### WHAT YOU SHOULD DO
Gather every line in the data below that contains the string "dirt", and copy each of those lines in full.

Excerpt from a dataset
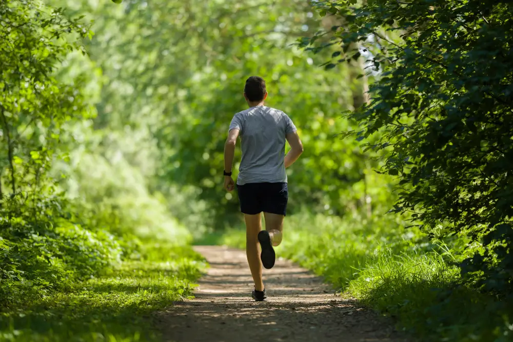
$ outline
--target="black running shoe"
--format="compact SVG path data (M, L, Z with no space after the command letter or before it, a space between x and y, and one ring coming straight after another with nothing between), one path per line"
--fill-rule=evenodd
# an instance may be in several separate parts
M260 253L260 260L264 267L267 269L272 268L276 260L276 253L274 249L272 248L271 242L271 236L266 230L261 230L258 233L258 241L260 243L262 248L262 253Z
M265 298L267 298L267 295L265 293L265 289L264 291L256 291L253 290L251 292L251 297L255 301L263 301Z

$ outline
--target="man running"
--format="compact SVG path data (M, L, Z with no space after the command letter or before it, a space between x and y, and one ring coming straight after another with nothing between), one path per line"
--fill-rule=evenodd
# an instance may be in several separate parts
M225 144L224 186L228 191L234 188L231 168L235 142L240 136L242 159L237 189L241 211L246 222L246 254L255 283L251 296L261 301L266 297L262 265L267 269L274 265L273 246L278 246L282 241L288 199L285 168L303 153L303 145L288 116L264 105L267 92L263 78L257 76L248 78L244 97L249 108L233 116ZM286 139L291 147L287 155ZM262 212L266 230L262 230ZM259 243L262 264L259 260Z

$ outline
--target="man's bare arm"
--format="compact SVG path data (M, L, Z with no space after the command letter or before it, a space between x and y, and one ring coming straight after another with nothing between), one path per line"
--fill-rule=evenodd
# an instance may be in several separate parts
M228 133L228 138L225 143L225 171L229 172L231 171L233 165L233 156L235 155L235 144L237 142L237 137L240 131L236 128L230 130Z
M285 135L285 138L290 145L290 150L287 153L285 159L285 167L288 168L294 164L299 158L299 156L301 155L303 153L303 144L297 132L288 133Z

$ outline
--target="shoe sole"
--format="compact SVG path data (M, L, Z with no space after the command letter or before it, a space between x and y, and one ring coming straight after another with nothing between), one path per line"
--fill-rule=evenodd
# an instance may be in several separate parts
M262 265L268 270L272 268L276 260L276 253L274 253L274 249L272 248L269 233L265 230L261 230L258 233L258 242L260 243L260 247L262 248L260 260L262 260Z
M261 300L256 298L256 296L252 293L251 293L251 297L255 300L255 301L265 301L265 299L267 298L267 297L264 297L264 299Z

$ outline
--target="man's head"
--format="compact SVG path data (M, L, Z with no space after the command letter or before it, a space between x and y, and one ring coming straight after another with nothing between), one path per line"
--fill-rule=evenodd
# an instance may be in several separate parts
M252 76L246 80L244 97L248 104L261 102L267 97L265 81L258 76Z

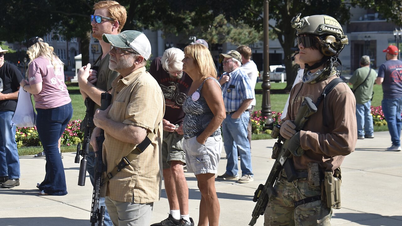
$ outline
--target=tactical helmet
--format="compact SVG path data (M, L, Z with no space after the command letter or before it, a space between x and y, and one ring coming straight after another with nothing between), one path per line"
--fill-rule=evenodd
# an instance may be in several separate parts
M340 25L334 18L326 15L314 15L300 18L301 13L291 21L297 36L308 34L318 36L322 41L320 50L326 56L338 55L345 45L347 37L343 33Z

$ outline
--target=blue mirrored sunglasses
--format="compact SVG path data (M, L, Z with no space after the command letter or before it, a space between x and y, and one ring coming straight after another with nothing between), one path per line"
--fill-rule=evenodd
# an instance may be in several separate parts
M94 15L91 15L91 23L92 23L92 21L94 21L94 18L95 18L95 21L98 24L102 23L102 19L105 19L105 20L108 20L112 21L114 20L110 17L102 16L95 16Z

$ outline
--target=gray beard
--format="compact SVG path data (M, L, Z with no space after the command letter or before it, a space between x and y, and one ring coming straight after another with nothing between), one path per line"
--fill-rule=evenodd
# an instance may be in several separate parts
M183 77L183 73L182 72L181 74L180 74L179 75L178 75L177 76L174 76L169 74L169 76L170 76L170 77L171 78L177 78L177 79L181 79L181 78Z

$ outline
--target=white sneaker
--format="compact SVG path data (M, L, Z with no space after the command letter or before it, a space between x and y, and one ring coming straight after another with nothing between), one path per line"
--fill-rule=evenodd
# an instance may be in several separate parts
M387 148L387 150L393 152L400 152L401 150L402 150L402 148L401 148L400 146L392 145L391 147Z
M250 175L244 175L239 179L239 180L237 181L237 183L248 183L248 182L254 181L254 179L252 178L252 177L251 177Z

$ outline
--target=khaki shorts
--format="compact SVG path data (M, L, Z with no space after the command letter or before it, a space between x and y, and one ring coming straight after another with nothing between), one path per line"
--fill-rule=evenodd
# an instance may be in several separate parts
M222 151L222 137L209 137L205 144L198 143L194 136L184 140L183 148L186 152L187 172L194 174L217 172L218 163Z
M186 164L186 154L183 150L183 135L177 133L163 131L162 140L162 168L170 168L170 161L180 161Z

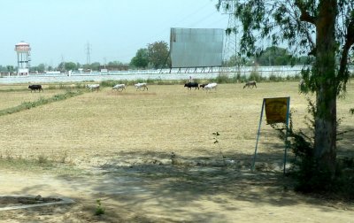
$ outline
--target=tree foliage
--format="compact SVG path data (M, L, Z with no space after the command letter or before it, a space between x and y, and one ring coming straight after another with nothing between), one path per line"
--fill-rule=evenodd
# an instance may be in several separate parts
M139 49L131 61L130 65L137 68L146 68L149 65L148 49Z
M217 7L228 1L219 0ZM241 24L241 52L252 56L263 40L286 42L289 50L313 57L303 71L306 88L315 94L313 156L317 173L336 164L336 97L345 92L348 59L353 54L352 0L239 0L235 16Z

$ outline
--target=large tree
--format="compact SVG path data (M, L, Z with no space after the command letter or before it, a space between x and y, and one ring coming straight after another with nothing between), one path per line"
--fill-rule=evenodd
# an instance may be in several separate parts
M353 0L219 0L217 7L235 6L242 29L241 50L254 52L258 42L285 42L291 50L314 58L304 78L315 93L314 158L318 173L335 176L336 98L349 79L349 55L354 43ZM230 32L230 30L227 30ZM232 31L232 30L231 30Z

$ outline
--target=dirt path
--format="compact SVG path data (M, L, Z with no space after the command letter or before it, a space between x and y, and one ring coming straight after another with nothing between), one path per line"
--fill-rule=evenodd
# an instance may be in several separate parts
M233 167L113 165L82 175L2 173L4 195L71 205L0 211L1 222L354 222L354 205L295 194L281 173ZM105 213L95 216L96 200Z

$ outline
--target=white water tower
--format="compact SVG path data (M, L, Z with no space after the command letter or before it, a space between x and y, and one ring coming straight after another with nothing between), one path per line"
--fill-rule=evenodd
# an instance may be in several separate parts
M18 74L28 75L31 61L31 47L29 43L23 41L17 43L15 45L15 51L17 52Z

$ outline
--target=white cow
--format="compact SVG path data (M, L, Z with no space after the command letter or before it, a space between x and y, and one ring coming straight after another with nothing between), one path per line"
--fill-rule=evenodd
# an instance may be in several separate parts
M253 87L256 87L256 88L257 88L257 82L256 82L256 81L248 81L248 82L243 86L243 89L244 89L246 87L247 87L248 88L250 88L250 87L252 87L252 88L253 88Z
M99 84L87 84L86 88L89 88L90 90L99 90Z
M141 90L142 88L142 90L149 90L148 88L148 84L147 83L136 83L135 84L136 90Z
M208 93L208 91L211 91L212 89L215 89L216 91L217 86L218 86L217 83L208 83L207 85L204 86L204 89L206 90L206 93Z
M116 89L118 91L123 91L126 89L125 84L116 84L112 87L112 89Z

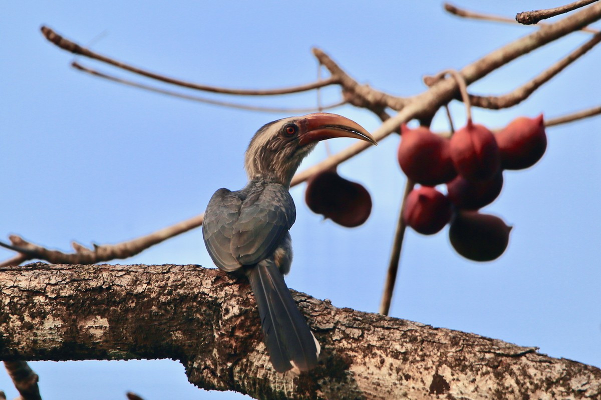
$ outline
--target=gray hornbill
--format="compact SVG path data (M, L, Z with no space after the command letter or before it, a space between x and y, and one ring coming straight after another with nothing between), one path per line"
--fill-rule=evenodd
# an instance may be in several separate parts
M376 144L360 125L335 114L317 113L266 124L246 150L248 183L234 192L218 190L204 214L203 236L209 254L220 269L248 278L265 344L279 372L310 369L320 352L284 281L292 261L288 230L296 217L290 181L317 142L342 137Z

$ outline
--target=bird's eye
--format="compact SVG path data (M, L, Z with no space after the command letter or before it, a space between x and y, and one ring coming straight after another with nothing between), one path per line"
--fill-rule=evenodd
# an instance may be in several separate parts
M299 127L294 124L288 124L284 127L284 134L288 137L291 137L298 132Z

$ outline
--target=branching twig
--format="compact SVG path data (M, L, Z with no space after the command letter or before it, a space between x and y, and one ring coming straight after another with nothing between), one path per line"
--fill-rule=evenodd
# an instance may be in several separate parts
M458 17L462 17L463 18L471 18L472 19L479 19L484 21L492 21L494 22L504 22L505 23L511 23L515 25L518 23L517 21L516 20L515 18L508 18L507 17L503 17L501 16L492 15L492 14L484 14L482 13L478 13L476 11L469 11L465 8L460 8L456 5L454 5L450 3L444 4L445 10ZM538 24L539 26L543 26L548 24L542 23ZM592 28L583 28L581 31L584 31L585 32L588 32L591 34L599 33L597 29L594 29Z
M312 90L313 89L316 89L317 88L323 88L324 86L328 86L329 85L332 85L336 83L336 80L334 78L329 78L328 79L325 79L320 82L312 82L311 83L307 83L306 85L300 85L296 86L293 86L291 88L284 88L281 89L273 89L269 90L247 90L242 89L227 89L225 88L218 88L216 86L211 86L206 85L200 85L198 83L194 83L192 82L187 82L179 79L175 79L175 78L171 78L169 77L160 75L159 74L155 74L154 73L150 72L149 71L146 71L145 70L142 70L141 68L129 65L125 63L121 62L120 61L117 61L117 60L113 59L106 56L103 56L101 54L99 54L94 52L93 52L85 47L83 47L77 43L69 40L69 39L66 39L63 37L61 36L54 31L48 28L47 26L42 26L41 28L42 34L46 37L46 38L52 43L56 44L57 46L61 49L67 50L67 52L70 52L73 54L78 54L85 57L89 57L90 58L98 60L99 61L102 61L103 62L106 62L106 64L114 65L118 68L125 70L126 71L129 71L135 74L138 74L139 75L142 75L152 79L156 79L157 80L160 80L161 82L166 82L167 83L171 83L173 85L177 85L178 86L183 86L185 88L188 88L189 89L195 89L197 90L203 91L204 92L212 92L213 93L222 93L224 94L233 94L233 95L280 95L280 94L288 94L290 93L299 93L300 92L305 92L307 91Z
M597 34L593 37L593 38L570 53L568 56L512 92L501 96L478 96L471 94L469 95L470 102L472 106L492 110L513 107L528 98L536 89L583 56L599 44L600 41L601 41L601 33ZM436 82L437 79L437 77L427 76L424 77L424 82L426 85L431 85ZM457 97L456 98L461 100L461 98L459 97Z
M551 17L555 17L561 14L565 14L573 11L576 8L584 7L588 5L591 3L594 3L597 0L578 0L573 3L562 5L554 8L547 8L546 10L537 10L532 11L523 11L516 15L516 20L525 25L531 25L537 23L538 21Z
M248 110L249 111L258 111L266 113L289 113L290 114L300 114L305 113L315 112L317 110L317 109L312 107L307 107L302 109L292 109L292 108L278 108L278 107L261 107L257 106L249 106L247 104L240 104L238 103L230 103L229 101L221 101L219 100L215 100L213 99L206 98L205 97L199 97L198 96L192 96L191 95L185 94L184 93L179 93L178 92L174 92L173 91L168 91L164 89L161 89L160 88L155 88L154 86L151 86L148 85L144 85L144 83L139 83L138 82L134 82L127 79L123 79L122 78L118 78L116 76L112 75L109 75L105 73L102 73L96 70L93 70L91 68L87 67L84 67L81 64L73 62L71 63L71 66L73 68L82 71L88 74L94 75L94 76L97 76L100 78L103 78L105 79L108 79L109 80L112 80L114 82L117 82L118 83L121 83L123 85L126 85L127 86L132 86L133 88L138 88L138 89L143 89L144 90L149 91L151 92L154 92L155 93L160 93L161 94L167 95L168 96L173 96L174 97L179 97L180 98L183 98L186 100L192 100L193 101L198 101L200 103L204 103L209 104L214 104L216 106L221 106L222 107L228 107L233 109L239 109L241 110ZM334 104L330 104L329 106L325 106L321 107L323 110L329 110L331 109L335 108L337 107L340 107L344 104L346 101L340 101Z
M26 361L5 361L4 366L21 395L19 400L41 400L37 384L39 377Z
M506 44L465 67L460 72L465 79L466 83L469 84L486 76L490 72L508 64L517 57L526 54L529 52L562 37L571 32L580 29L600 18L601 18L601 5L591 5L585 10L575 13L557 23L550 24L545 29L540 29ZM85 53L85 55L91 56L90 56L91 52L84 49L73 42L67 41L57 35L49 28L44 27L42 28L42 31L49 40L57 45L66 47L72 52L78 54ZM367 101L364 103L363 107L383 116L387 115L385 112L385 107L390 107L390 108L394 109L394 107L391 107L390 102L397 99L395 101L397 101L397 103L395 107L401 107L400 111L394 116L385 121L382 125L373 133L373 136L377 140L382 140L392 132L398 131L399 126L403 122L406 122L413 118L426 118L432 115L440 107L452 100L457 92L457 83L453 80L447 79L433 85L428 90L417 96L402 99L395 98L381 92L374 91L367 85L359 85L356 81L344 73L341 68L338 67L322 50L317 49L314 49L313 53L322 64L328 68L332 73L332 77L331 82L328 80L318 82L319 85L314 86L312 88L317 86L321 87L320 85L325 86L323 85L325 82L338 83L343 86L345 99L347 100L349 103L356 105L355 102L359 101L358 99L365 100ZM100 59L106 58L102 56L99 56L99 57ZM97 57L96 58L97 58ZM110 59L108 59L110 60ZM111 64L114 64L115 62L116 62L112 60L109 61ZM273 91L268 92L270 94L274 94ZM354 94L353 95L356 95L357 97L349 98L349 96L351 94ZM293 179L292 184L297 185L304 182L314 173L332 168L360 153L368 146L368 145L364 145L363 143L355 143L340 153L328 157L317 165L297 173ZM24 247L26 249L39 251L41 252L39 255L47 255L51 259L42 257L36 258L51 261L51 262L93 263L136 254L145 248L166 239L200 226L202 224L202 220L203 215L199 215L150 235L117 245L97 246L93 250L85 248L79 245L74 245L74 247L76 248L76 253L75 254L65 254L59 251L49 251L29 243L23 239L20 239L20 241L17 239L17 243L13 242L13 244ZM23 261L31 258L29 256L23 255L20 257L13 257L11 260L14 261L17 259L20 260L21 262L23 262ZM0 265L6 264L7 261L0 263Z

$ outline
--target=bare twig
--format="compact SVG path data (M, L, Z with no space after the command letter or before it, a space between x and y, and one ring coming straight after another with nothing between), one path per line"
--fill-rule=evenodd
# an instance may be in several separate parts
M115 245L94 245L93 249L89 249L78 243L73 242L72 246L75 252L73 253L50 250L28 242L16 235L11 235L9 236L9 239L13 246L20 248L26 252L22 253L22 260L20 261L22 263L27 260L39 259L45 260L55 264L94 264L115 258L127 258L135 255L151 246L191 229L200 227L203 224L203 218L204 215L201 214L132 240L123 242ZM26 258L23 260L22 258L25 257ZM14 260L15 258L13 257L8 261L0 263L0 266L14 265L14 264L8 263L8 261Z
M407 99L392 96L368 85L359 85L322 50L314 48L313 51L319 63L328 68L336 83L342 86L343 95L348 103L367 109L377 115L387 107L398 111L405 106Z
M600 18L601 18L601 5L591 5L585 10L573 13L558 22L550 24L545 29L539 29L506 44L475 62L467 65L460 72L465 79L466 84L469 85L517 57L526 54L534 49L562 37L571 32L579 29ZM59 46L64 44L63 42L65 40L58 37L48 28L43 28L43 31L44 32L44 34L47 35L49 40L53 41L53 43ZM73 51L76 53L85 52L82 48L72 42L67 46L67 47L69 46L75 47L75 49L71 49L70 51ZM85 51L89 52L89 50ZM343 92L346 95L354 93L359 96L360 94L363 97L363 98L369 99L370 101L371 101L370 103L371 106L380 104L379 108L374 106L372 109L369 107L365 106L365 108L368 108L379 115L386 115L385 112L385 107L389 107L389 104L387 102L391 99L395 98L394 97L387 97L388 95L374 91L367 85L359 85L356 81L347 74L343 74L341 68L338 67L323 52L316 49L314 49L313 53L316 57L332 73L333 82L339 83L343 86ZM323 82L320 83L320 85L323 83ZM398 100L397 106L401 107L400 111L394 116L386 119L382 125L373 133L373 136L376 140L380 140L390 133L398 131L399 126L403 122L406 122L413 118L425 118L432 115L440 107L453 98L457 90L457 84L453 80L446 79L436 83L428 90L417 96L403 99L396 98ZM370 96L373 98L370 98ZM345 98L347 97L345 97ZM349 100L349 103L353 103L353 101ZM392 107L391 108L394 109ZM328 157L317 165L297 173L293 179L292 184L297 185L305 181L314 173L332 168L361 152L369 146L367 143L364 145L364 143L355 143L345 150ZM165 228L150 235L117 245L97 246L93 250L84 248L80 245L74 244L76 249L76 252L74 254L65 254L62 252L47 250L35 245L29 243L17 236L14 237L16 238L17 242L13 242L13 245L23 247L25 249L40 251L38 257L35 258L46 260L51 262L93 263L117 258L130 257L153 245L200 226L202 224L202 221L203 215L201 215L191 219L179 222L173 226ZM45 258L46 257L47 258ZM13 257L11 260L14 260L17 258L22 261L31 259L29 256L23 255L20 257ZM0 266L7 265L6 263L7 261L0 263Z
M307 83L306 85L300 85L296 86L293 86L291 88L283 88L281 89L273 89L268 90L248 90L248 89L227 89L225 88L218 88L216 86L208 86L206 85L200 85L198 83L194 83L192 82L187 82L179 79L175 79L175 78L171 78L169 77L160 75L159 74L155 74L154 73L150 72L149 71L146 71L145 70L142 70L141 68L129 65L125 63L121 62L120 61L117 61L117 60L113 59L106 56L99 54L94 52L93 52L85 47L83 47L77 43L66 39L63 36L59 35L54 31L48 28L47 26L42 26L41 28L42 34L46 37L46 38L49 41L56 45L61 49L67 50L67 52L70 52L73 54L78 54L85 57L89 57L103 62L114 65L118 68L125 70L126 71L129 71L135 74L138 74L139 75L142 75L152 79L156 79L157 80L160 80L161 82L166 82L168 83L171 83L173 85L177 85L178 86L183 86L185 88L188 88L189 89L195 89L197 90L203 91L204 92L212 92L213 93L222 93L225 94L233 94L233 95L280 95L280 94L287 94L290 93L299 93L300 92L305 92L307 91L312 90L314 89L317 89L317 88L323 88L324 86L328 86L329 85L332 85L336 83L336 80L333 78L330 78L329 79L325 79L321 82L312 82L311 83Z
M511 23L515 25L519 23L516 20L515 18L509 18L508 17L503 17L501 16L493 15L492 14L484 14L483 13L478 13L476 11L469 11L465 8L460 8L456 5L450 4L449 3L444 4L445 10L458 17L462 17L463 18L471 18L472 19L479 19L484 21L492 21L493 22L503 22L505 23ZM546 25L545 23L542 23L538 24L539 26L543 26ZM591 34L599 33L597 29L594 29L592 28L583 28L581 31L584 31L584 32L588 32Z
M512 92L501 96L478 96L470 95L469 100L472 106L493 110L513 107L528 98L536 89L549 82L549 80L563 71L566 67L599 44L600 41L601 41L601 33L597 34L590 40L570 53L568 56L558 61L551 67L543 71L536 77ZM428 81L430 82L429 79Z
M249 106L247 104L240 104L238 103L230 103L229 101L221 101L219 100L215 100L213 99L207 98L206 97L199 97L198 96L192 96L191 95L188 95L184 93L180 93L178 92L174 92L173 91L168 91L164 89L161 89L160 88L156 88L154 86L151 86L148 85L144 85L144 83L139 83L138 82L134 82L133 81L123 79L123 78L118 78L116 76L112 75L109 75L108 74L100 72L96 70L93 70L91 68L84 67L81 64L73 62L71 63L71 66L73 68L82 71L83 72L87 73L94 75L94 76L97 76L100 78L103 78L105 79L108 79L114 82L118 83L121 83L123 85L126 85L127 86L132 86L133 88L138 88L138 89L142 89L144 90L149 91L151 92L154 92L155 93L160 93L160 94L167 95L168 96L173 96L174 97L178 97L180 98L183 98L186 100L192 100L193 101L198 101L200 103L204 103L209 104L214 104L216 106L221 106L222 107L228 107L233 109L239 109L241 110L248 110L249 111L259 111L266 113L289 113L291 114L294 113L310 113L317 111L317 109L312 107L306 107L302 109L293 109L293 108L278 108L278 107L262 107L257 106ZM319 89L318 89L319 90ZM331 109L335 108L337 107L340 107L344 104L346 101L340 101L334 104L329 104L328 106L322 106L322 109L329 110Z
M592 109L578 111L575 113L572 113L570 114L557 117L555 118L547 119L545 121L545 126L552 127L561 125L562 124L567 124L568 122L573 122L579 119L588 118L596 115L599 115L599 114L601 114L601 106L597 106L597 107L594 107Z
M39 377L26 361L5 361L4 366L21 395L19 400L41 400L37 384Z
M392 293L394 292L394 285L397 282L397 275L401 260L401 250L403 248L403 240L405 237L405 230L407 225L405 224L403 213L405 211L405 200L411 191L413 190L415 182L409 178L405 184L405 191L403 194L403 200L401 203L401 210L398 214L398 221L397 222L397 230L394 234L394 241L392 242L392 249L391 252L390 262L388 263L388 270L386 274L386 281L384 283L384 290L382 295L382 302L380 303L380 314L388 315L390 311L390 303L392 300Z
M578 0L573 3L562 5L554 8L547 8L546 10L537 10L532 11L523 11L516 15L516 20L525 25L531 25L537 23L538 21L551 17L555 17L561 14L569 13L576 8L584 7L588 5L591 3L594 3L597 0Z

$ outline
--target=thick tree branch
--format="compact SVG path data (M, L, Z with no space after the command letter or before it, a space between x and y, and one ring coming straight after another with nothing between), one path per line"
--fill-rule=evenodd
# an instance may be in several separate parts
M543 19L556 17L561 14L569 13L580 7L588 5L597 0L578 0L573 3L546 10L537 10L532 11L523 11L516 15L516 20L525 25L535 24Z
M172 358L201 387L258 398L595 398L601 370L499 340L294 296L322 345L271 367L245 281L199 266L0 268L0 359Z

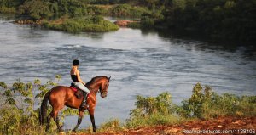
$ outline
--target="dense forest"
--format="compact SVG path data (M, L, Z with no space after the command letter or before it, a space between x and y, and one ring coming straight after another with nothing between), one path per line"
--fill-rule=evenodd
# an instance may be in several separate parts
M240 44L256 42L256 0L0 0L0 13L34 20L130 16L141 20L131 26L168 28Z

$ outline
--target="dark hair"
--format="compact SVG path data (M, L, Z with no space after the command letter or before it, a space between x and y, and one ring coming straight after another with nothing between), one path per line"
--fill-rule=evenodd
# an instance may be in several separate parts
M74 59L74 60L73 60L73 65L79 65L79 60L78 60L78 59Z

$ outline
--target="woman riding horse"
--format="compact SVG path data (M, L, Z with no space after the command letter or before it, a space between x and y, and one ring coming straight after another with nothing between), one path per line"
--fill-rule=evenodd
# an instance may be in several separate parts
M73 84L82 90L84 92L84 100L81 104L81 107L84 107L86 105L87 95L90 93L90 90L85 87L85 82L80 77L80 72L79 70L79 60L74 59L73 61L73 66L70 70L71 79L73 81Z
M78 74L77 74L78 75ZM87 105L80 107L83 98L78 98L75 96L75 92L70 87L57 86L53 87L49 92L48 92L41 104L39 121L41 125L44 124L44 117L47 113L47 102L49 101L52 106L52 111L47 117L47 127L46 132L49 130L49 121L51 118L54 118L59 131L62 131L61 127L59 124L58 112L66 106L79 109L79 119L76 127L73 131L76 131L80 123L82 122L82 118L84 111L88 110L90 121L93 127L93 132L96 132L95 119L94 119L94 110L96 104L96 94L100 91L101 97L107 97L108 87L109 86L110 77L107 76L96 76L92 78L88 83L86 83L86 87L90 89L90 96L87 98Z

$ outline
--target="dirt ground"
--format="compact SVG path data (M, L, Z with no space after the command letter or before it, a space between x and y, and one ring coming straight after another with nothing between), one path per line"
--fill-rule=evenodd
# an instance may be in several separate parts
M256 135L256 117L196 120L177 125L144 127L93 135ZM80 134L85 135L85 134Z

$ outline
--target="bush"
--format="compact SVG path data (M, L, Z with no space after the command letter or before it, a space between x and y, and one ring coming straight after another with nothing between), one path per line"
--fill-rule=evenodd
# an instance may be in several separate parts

### THE RESPONSE
--target=dirt path
--target="dirt ground"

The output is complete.